╭──

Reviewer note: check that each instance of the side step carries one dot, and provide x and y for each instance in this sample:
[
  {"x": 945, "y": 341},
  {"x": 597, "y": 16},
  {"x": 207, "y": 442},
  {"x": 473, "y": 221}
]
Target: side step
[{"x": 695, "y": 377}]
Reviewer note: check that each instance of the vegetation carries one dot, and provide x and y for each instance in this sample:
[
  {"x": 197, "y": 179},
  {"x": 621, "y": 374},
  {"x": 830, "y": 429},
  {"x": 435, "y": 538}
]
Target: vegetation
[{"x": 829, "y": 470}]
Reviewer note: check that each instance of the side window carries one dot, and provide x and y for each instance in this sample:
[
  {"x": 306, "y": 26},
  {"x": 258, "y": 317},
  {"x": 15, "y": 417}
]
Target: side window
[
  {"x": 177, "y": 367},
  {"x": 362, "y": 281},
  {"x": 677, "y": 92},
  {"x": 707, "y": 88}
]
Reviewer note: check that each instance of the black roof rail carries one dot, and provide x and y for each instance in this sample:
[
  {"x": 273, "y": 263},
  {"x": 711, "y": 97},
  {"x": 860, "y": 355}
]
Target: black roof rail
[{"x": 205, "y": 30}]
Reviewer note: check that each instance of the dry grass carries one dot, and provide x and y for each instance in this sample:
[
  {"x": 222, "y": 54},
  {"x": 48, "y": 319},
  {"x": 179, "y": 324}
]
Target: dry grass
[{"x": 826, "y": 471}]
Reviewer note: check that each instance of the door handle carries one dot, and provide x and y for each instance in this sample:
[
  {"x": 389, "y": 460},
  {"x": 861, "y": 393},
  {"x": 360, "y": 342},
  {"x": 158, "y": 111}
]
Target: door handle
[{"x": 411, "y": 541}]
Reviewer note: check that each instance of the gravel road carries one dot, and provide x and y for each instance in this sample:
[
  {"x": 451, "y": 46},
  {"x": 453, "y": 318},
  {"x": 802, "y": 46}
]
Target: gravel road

╰──

Transcribe the records in full, so that each line reads exactly as before.

Exercise result -
Reviewer note: check that each instance of the side step carries one dot, and provide x and y for each instance in this sample:
[
  {"x": 945, "y": 341},
  {"x": 597, "y": 16},
  {"x": 207, "y": 442},
  {"x": 473, "y": 221}
]
Target: side step
[{"x": 695, "y": 377}]
Reviewer note: check that each instance of the vegetation carries one dot, and provide x and y for each instance in this sample:
[
  {"x": 197, "y": 179},
  {"x": 621, "y": 374},
  {"x": 830, "y": 429},
  {"x": 435, "y": 538}
]
Target: vegetation
[{"x": 829, "y": 470}]
Reviewer note: check that each instance of the side window carries one dot, and provide x and y for each instance in this sample:
[
  {"x": 306, "y": 26},
  {"x": 258, "y": 317},
  {"x": 15, "y": 417}
]
Target: side window
[
  {"x": 177, "y": 367},
  {"x": 362, "y": 281},
  {"x": 677, "y": 92},
  {"x": 707, "y": 88}
]
Reviewer note: check that each instance of the black roof rail carries one dot, and provide x and y for each instance in this sample:
[
  {"x": 273, "y": 263},
  {"x": 711, "y": 97},
  {"x": 860, "y": 355}
]
Target: black roof rail
[{"x": 205, "y": 30}]
Reviewer note: check that each instance of the dry grass carries one dot, and provide x and y for each instance in this sample:
[
  {"x": 222, "y": 54},
  {"x": 48, "y": 319},
  {"x": 179, "y": 324}
]
Target: dry grass
[{"x": 826, "y": 471}]
Reviewer note: check that each instance of the door handle carries one dot, and provide x and y for each instance in this sample:
[
  {"x": 389, "y": 460},
  {"x": 861, "y": 393},
  {"x": 360, "y": 342},
  {"x": 158, "y": 111}
]
Target: door handle
[{"x": 411, "y": 541}]
Reviewer note: check that each instance of the gravel road carries one dot, and provide x and y for each instance in this sample:
[
  {"x": 451, "y": 46},
  {"x": 453, "y": 318},
  {"x": 802, "y": 46}
]
Target: gravel road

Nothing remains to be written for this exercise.